- _課題の要件_
a – 原文抜粋において、ロンドンの英連邦会議で未来の政治は太平洋に目を向けなければならなくなると語ったのは誰ですか。
b – 原文抜粋の「11月に開かれるワシントン会」から「扱われざるをえないのである。」までを、両端を含めて書き写してください。

- _原文抜粋_
>>

11月に開かれるワシントン会議の結果に世界中の関心が集まっている。西洋列強のこの会合の議題として、軍縮と太平洋の問題があげられているが、人びとが真剣に考えているのは後者だけであって、前者は一種の道徳的な装飾品と思わなければならない。事実、北アメリカ、イギリス、日本という、今日の世界史がそこに依存しているところの三大強国の視線は、太平洋に集まっているのである。その際何に関心が向けられているかを調べてみると、その関心の中心になっているのが経済問題であることがわかる。人びとは経済上の利益に見合った軍縮を行うか、その利益に応じた軍備を行うかしようとしている。そうすることしかできないでいる。各国の国益に応じて、経済問題も対処していかざるをえず、他の問題は経済活動の光の下でしか、扱われざるをえないのである。

しかしヨーロッパとアメリカの思考方式は、それがそれぞれの歴史によってもたらされたままのものである限りは、アジアでこの上ない抵抗を受けることになるであろう。ロンドンの英連邦会議での南アフリカ連邦首相スマッツの発言は、多くの人にとって大変に重要なものであった。彼は、未来の政治はもはや大西洋や北海にではなく、今後の半世紀間は太平洋に目を向けなければならなくなるだろう、と語った。しかしそうであったとしても、この方向で為される西洋人の行動は、アジア人の意志と衝突するに違いない。ほぼ50年前から始まった世界経済は内的にますます発展していき、アジア諸国民をもその活動圏内に引き入れることになるであろう。

けれども民族の相互理解の現存する諸条件にさらに別の諸条件が加わらなければ、このことは良い結果をもたらさないであろう。アジア諸民族の信頼を得ることができず、彼らと共に経済活動行うことができないであろう。純粋に経済の地盤においてだけでは、或る程度までの信頼しか得ることはできない。経済だけでは人びとの意図に充分応えることはできない。アジア人の魂をつかむことができなければならない。そうでなければどんな対応もこの人たちの不信感によって覆いをされてしまうに違いない。

<<

- _提供データ_

>>

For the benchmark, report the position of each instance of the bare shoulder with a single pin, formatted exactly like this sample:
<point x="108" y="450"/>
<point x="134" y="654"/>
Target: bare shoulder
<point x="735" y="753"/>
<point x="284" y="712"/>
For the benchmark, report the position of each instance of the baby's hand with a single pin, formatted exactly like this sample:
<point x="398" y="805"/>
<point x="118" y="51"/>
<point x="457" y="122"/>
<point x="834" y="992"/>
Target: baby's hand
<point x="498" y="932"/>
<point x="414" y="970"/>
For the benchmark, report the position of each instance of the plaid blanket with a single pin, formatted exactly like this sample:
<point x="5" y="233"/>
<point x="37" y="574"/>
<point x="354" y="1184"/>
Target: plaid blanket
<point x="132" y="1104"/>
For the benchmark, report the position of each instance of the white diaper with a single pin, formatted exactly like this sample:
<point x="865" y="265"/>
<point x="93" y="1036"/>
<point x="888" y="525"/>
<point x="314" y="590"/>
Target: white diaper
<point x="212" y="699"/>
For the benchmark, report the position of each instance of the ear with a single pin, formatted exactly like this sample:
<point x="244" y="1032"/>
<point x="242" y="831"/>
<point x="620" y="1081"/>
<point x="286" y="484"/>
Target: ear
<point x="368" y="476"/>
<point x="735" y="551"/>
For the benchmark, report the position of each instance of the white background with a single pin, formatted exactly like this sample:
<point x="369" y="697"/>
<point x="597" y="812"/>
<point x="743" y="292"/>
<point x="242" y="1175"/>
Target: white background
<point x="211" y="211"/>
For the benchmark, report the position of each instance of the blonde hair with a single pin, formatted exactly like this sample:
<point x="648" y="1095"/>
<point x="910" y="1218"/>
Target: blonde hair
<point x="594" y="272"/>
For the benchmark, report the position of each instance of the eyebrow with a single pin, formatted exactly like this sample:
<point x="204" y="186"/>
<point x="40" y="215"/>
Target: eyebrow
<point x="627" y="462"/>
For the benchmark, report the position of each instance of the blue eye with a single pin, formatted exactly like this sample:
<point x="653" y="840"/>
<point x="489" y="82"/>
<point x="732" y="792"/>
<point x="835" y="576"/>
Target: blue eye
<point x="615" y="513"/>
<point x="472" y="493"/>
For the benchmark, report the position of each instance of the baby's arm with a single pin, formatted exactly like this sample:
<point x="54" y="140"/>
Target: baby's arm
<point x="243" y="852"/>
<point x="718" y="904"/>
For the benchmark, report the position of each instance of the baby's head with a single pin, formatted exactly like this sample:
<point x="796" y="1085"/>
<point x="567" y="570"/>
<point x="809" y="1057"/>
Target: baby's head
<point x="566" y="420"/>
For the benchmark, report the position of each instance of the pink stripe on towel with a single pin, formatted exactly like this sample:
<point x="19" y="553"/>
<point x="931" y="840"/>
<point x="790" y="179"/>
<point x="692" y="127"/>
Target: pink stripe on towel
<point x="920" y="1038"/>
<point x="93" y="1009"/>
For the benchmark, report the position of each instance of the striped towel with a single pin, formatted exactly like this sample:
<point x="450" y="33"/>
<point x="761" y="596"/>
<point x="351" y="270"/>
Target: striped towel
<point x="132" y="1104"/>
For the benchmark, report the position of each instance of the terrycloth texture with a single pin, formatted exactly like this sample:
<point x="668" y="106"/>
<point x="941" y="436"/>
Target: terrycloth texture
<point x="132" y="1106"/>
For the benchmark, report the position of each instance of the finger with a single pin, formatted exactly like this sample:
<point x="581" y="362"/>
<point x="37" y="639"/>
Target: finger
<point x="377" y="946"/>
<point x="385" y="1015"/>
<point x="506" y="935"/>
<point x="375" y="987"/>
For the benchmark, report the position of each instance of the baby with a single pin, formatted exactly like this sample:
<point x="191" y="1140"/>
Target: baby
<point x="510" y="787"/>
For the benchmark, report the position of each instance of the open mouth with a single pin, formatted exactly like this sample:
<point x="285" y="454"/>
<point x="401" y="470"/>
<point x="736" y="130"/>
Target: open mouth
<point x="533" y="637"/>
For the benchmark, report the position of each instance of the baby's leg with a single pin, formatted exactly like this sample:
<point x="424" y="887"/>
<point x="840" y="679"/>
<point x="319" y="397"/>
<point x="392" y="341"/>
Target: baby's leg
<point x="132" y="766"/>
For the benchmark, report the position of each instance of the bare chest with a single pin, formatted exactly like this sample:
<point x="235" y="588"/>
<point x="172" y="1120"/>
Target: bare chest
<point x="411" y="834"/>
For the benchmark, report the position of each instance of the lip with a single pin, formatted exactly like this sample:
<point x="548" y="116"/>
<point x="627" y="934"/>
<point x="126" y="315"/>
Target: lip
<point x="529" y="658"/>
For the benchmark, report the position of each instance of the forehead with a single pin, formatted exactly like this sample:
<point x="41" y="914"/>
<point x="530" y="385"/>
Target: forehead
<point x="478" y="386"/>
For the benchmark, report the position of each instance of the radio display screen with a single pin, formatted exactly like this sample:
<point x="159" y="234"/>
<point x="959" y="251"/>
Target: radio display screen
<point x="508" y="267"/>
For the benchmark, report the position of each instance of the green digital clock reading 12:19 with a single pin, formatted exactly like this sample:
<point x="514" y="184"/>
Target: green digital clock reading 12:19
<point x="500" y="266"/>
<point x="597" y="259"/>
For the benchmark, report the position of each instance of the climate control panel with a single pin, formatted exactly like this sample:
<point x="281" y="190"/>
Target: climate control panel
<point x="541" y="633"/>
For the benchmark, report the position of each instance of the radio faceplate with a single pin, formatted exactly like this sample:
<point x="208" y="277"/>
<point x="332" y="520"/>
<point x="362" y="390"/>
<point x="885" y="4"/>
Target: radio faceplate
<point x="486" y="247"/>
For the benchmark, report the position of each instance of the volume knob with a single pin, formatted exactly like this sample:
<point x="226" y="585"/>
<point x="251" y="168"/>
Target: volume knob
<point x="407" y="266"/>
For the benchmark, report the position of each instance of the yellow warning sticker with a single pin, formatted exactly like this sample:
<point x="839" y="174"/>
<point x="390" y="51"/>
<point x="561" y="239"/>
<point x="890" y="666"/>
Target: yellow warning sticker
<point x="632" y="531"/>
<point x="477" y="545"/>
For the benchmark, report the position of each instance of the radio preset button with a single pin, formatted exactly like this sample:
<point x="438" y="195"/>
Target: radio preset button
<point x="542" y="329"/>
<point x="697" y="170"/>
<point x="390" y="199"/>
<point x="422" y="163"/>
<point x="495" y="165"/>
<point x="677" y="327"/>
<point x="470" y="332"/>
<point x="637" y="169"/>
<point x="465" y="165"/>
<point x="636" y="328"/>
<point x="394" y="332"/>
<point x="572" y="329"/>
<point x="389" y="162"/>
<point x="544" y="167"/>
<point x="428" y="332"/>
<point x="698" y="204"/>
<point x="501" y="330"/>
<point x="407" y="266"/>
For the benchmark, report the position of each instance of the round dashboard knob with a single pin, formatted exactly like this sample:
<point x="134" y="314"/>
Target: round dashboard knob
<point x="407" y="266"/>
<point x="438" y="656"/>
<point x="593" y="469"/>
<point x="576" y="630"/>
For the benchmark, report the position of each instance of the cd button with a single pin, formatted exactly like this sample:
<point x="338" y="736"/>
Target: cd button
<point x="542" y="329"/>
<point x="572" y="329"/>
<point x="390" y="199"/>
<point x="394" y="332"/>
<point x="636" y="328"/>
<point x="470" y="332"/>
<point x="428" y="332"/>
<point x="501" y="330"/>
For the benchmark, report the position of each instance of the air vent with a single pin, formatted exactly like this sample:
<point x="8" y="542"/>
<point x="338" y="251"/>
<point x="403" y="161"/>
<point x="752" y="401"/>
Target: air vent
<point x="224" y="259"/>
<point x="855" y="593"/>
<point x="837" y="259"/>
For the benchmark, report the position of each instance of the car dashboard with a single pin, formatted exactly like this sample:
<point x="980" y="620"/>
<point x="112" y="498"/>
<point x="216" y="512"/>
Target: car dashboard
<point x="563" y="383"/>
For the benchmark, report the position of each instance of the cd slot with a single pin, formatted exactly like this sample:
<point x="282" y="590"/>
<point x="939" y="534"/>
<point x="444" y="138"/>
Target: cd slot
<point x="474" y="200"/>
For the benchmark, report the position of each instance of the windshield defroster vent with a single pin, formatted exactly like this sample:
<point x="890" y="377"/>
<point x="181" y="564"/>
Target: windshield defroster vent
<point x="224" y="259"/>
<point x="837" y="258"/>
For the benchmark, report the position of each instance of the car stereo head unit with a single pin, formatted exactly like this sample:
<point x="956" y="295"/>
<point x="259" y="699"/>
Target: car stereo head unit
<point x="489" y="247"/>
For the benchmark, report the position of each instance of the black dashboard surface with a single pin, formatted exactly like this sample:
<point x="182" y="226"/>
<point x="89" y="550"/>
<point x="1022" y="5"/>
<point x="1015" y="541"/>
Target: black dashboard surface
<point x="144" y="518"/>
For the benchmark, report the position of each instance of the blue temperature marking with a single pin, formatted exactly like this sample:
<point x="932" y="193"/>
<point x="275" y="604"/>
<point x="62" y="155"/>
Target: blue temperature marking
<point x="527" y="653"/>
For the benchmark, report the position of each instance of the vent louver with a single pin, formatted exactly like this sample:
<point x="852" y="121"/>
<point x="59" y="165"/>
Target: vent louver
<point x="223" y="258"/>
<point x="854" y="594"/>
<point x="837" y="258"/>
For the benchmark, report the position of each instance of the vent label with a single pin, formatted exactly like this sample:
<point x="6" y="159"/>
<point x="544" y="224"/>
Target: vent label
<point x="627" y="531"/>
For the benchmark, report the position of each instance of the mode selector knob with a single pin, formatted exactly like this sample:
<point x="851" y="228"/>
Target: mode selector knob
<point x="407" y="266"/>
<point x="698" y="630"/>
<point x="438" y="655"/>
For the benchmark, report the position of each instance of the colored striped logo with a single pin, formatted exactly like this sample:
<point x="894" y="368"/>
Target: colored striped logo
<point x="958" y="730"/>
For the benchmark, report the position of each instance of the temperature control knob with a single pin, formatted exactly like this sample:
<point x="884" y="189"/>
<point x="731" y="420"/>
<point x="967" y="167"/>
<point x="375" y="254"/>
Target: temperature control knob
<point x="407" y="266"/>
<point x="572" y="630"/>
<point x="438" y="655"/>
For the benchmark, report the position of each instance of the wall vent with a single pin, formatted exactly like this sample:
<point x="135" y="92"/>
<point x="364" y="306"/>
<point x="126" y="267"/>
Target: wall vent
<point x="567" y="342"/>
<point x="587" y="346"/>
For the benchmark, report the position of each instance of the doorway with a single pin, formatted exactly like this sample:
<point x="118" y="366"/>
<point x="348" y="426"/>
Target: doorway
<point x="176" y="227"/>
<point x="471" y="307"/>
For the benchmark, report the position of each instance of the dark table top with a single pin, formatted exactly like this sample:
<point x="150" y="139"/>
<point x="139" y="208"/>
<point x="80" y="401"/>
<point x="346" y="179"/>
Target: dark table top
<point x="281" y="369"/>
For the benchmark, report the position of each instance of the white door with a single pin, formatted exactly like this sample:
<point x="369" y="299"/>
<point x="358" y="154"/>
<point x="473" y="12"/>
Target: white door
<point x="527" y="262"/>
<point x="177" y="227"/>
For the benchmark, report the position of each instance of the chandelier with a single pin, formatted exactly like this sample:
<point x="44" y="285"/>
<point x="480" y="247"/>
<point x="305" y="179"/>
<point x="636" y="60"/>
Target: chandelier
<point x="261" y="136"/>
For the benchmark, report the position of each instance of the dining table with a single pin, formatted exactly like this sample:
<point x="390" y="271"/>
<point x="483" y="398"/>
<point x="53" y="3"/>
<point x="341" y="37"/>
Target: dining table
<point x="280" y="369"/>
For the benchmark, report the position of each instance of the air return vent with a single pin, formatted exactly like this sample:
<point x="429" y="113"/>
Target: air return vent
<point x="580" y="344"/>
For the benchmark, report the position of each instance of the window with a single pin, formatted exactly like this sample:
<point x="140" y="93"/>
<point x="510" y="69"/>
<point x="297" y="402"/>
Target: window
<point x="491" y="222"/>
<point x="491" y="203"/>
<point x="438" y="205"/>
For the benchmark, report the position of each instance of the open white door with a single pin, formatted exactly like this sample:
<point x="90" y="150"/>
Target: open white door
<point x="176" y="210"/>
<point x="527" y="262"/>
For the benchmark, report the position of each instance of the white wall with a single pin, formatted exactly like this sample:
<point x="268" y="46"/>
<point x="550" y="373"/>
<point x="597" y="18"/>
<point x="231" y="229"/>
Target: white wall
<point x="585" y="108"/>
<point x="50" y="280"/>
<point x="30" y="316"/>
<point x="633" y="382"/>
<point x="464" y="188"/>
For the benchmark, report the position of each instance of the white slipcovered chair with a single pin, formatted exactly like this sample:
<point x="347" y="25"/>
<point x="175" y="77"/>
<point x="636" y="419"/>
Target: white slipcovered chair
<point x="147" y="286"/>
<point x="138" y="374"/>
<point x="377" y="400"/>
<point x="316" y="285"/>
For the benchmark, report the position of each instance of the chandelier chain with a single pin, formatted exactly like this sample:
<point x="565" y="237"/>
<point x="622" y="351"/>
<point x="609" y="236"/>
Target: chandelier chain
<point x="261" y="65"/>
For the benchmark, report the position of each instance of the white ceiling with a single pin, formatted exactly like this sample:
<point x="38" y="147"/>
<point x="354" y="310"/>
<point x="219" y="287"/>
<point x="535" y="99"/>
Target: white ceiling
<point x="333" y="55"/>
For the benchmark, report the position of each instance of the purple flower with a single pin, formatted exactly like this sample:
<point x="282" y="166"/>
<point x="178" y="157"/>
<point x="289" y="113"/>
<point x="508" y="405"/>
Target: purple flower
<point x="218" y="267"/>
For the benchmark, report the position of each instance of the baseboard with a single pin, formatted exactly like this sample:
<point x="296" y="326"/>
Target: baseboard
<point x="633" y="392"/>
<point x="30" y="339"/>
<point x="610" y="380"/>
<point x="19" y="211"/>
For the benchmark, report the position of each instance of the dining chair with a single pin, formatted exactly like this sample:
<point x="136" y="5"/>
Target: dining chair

<<

- _課題別の解答_
a – 南アフリカ連邦首相スマッツです。

b –
11月に開かれるワシントン会議の結果に世界中の関心が集まっている。西洋列強のこの会合の議題として、軍縮と太平洋の問題があげられているが、人びとが真剣に考えているのは後者だけであって、前者は一種の道徳的な装飾品と思わなければならない。事実、北アメリカ、イギリス、日本という、今日の世界史がそこに依存しているところの三大強国の視線は、太平洋に集まっているのである。その際何に関心が向けられているかを調べてみると、その関心の中心になっているのが経済問題であることがわかる。人びとは経済上の利益に見合った軍縮を行うか、その利益に応じた軍備を行うかしようとしている。そうすることしかできないでいる。各国の国益に応じて、経済問題も対処していかざるをえず、他の問題は経済活動の光の下でしか、扱われざるをえないのである。